Extract each line of the material that follows exactly and omit its pictures.

[Information given]
+---+

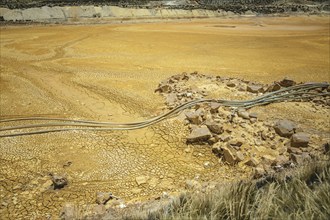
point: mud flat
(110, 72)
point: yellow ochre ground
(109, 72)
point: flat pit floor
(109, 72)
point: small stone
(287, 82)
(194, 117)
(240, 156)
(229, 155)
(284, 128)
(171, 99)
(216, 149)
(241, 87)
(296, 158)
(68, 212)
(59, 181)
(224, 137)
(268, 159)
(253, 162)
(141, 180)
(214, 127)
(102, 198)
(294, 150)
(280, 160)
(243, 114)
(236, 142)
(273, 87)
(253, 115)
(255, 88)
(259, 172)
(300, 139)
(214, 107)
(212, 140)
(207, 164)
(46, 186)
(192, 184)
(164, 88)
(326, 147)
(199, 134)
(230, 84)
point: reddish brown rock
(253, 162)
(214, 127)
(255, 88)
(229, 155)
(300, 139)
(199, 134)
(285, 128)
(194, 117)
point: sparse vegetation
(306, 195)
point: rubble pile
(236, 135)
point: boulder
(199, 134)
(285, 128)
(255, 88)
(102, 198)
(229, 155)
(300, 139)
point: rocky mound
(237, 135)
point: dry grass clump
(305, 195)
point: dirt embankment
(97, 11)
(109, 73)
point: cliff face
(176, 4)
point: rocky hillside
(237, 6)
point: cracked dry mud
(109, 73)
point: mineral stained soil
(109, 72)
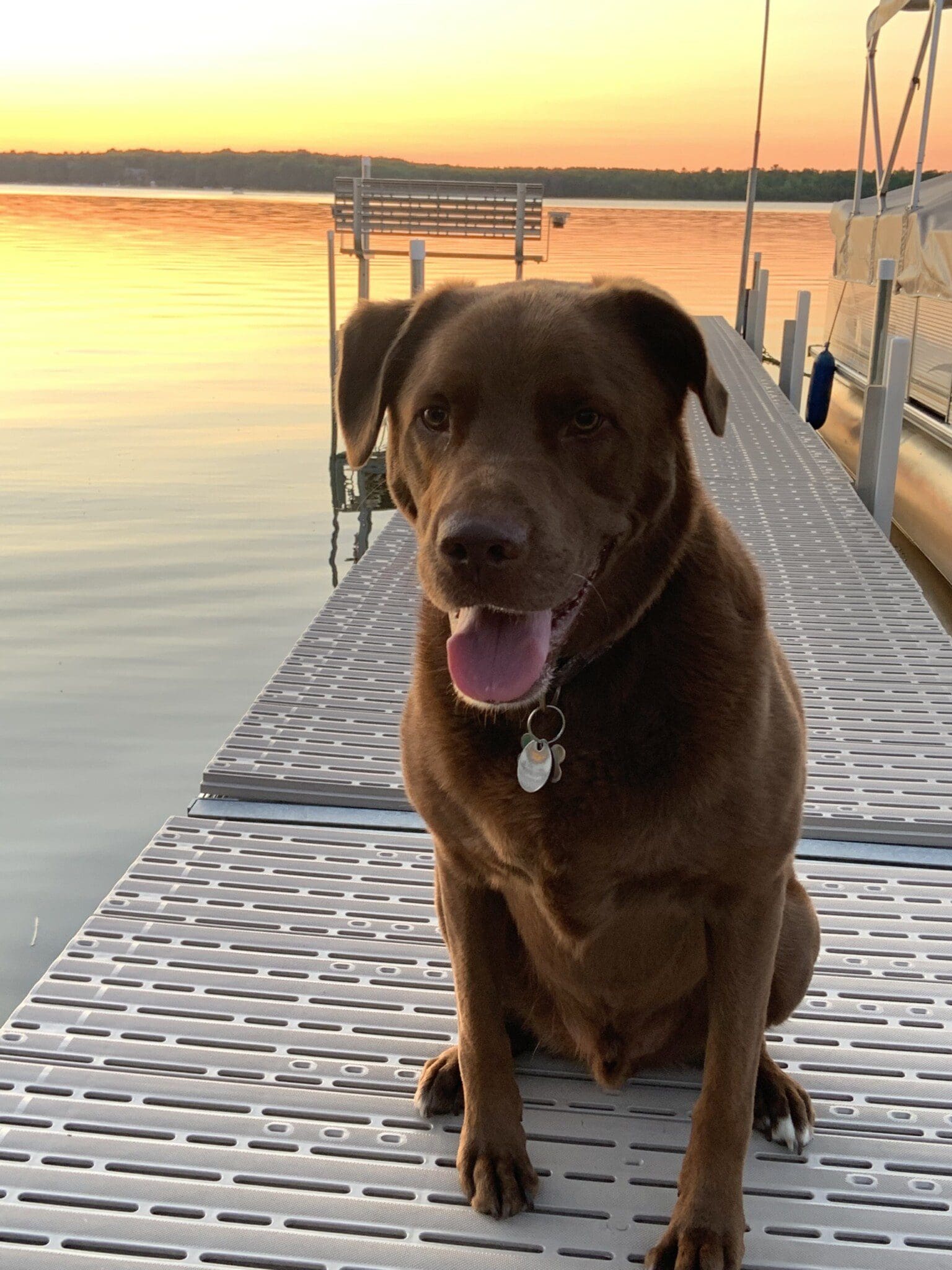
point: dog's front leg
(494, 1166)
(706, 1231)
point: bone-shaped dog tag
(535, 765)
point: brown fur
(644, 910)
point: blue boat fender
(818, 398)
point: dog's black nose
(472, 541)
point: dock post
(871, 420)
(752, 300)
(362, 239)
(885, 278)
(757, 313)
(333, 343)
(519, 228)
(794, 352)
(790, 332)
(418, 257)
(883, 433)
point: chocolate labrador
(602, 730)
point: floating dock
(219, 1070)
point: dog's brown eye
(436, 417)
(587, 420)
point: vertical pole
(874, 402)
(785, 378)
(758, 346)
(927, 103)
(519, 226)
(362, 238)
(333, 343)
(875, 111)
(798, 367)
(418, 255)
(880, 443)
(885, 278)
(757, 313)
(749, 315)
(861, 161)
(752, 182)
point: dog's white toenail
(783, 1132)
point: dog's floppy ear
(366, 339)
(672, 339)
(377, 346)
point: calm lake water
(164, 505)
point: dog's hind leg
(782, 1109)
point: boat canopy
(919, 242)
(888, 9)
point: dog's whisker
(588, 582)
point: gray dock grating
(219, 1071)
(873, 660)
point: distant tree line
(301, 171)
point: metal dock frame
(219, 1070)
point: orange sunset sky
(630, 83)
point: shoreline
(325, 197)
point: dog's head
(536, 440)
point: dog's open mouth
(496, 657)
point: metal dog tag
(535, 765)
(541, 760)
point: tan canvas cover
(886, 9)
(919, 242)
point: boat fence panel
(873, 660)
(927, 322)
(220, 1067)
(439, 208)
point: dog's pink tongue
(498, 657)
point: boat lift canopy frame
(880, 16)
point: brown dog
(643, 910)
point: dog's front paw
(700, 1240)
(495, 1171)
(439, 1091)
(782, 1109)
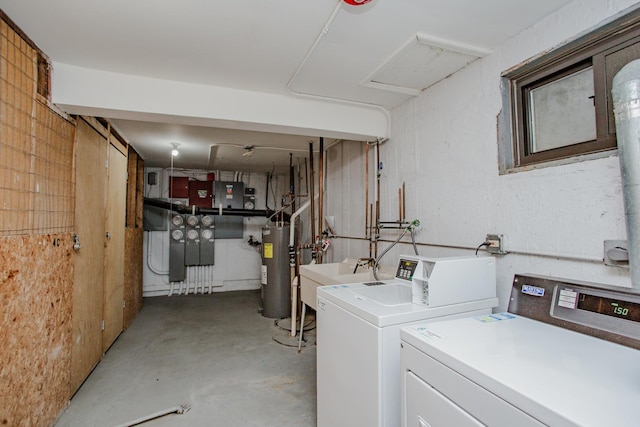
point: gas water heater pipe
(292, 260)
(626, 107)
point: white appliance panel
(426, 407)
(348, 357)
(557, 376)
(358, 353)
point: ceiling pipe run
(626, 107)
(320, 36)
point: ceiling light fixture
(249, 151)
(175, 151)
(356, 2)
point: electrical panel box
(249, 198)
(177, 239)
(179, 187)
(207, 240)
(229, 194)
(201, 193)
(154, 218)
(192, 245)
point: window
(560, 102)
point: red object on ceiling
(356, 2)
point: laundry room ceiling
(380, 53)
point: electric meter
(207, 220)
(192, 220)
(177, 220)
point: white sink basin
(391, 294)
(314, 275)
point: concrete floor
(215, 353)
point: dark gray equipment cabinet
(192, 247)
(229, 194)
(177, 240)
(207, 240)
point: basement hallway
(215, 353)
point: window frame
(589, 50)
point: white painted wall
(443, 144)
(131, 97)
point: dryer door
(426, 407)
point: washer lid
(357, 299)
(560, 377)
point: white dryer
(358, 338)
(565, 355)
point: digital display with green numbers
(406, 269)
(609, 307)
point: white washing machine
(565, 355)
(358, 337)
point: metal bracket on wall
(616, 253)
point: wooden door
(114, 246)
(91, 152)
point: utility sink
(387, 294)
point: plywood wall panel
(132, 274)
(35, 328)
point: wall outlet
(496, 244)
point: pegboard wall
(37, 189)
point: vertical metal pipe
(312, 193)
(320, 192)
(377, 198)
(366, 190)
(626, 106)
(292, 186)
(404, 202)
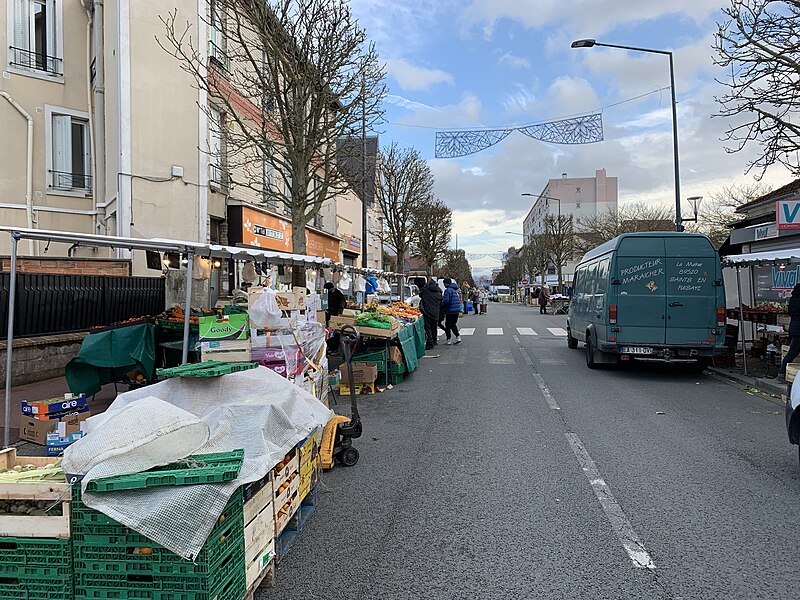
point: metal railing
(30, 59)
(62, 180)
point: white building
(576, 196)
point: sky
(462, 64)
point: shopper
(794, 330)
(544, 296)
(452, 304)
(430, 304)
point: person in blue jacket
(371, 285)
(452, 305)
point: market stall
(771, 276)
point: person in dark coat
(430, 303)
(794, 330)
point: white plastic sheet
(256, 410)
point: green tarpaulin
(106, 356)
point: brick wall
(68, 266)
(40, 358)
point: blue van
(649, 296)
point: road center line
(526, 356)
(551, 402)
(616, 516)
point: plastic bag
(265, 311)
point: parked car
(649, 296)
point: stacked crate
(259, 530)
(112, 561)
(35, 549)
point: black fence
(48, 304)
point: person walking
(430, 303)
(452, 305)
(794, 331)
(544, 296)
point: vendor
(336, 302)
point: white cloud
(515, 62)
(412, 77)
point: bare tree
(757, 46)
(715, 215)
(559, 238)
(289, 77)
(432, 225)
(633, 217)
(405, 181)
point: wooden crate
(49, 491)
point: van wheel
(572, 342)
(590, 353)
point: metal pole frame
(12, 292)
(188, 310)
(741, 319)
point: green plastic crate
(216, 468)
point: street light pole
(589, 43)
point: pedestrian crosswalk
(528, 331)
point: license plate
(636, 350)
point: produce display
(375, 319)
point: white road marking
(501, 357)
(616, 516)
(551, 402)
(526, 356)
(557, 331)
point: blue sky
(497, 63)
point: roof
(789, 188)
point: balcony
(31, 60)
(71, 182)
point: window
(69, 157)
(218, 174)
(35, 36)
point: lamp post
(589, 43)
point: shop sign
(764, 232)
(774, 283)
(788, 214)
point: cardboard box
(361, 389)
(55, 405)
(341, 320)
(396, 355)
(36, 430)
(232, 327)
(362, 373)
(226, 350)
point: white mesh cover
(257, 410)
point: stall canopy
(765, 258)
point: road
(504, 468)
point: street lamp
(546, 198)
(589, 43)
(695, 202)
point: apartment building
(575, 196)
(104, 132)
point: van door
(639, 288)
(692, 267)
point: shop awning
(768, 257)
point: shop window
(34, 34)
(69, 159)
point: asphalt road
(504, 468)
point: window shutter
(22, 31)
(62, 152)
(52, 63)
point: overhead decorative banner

+---+

[Worked solution]
point: mud flat
(110, 72)
point: yellow ochre ground
(109, 72)
point: flat pit floor
(109, 72)
point: small stone
(287, 82)
(194, 117)
(240, 156)
(229, 155)
(284, 128)
(171, 99)
(216, 149)
(241, 87)
(296, 158)
(68, 212)
(59, 181)
(224, 137)
(268, 159)
(253, 162)
(141, 180)
(214, 127)
(102, 198)
(294, 150)
(280, 160)
(243, 114)
(236, 142)
(273, 87)
(253, 115)
(255, 88)
(259, 172)
(300, 139)
(214, 107)
(212, 140)
(207, 164)
(46, 186)
(192, 184)
(164, 88)
(326, 147)
(199, 134)
(230, 84)
point: reddish brown rock
(253, 162)
(214, 127)
(255, 88)
(229, 155)
(300, 139)
(199, 134)
(285, 128)
(194, 117)
point: sparse vegetation
(306, 195)
point: rubble pile
(236, 135)
point: boulder
(199, 134)
(285, 128)
(255, 88)
(102, 198)
(229, 155)
(300, 139)
point: rocky mound
(237, 135)
point: dry grass clump
(305, 195)
point: dirt embankment
(97, 11)
(109, 73)
point: cliff face
(176, 4)
point: rocky hillside
(237, 6)
point: cracked dry mud
(109, 73)
point: mineral stained soil
(109, 72)
point: dog's front leg
(494, 1166)
(706, 1231)
point: bone-shaped dog tag
(535, 765)
point: brown fur
(644, 910)
point: blue boat fender
(818, 398)
point: dog's black nose
(472, 541)
point: dock post
(871, 420)
(752, 300)
(362, 239)
(885, 278)
(757, 313)
(333, 343)
(519, 228)
(794, 352)
(790, 332)
(418, 257)
(883, 433)
point: chocolate labrador
(602, 730)
point: floating dock
(219, 1070)
point: dog's brown eye
(436, 417)
(587, 420)
point: vertical pole
(874, 402)
(785, 378)
(758, 346)
(927, 103)
(519, 226)
(362, 238)
(333, 343)
(875, 111)
(798, 367)
(418, 255)
(880, 443)
(885, 278)
(757, 313)
(749, 315)
(861, 161)
(752, 182)
point: dog's white toenail
(783, 1132)
point: dog's floppy ear
(366, 339)
(672, 339)
(377, 346)
point: calm lake water
(164, 505)
point: dog's hind leg
(782, 1109)
point: boat canopy
(919, 242)
(888, 9)
point: dog's whisker
(588, 582)
point: gray dock grating
(219, 1071)
(873, 660)
point: distant tree line
(301, 171)
point: metal dock frame
(219, 1070)
point: orange sunset sky
(630, 83)
point: shoreline
(325, 197)
point: dog's head
(536, 440)
point: dog's open mouth
(496, 657)
point: metal dog tag
(535, 765)
(541, 760)
point: tan canvas cover
(886, 9)
(919, 242)
point: boat fence panel
(873, 660)
(927, 322)
(220, 1067)
(439, 208)
point: dog's pink tongue
(498, 657)
point: boat lift canopy frame
(880, 16)
point: brown dog
(643, 910)
point: dog's front paw
(700, 1240)
(495, 1171)
(439, 1091)
(782, 1109)
point: gas water heater pipe
(292, 260)
(626, 107)
point: white appliance panel
(426, 407)
(348, 357)
(557, 376)
(358, 353)
point: ceiling pipe run
(626, 107)
(320, 36)
point: ceiling light fixture
(249, 151)
(175, 151)
(356, 2)
point: electrical panel box
(249, 198)
(177, 239)
(179, 187)
(207, 240)
(229, 194)
(201, 193)
(154, 218)
(192, 245)
point: window
(560, 102)
point: red object on ceiling
(356, 2)
point: laundry room ceiling
(380, 53)
point: electric meter
(207, 220)
(192, 220)
(177, 220)
point: white sink basin
(391, 294)
(314, 275)
point: concrete floor
(215, 353)
point: dark gray equipment cabinet
(192, 247)
(229, 194)
(177, 240)
(207, 240)
point: basement hallway
(215, 353)
point: window frame
(589, 50)
point: white painted wall
(443, 144)
(131, 97)
point: dryer door
(426, 407)
point: washer lid
(357, 299)
(560, 377)
point: white dryer
(358, 338)
(565, 355)
point: digital display with green numbers
(406, 269)
(609, 307)
point: white washing machine
(565, 355)
(358, 337)
point: metal bracket on wall
(616, 253)
point: wooden door
(114, 246)
(91, 152)
point: utility sink
(387, 294)
point: plywood wall panel
(132, 274)
(35, 328)
point: wall outlet
(496, 244)
point: pegboard wall
(37, 189)
point: vertical metal pipe
(312, 193)
(320, 192)
(377, 198)
(366, 190)
(626, 106)
(292, 186)
(404, 202)
point: metal railing
(30, 59)
(62, 180)
point: white building
(576, 196)
point: sky
(462, 64)
point: shopper
(794, 330)
(544, 296)
(452, 304)
(430, 304)
point: person in blue jacket
(371, 285)
(452, 305)
point: market stall
(771, 276)
point: person in dark coat
(430, 303)
(794, 330)
point: white plastic sheet
(256, 410)
point: green tarpaulin
(106, 356)
point: brick wall
(68, 266)
(40, 358)
point: blue van
(649, 296)
point: road center line
(526, 356)
(551, 402)
(616, 516)
point: plastic bag
(265, 311)
point: parked car
(649, 296)
point: stacked crate
(259, 530)
(112, 561)
(35, 549)
point: black fence
(48, 304)
point: person walking
(430, 303)
(452, 305)
(794, 331)
(544, 296)
point: vendor
(336, 302)
point: white cloud
(515, 62)
(412, 77)
point: bare tree
(757, 46)
(715, 215)
(559, 238)
(289, 77)
(432, 225)
(633, 217)
(405, 181)
point: wooden crate
(49, 491)
point: van wheel
(572, 342)
(590, 353)
point: metal pole frame
(12, 292)
(188, 310)
(741, 319)
point: green plastic crate
(216, 468)
point: street light pole
(589, 43)
point: pedestrian crosswalk
(528, 331)
point: license plate
(636, 350)
point: produce display
(375, 319)
point: white road marking
(501, 357)
(616, 516)
(551, 402)
(526, 356)
(557, 331)
point: blue sky
(497, 63)
point: roof
(789, 188)
point: balcony
(31, 60)
(71, 182)
point: window
(69, 157)
(218, 174)
(35, 36)
point: lamp post
(589, 43)
point: shop sign
(764, 232)
(774, 283)
(788, 214)
point: cardboard box
(361, 389)
(55, 405)
(341, 320)
(396, 355)
(36, 430)
(232, 327)
(362, 373)
(226, 350)
point: white mesh cover
(257, 410)
point: stall canopy
(765, 258)
point: road
(504, 468)
point: street lamp
(546, 198)
(589, 43)
(695, 202)
point: apartment building
(575, 196)
(104, 132)
point: van door
(639, 288)
(692, 267)
point: shop awning
(768, 257)
point: shop window
(34, 34)
(69, 159)
point: asphalt road
(504, 468)
point: window shutter
(22, 31)
(62, 152)
(52, 63)
point: overhead decorative banner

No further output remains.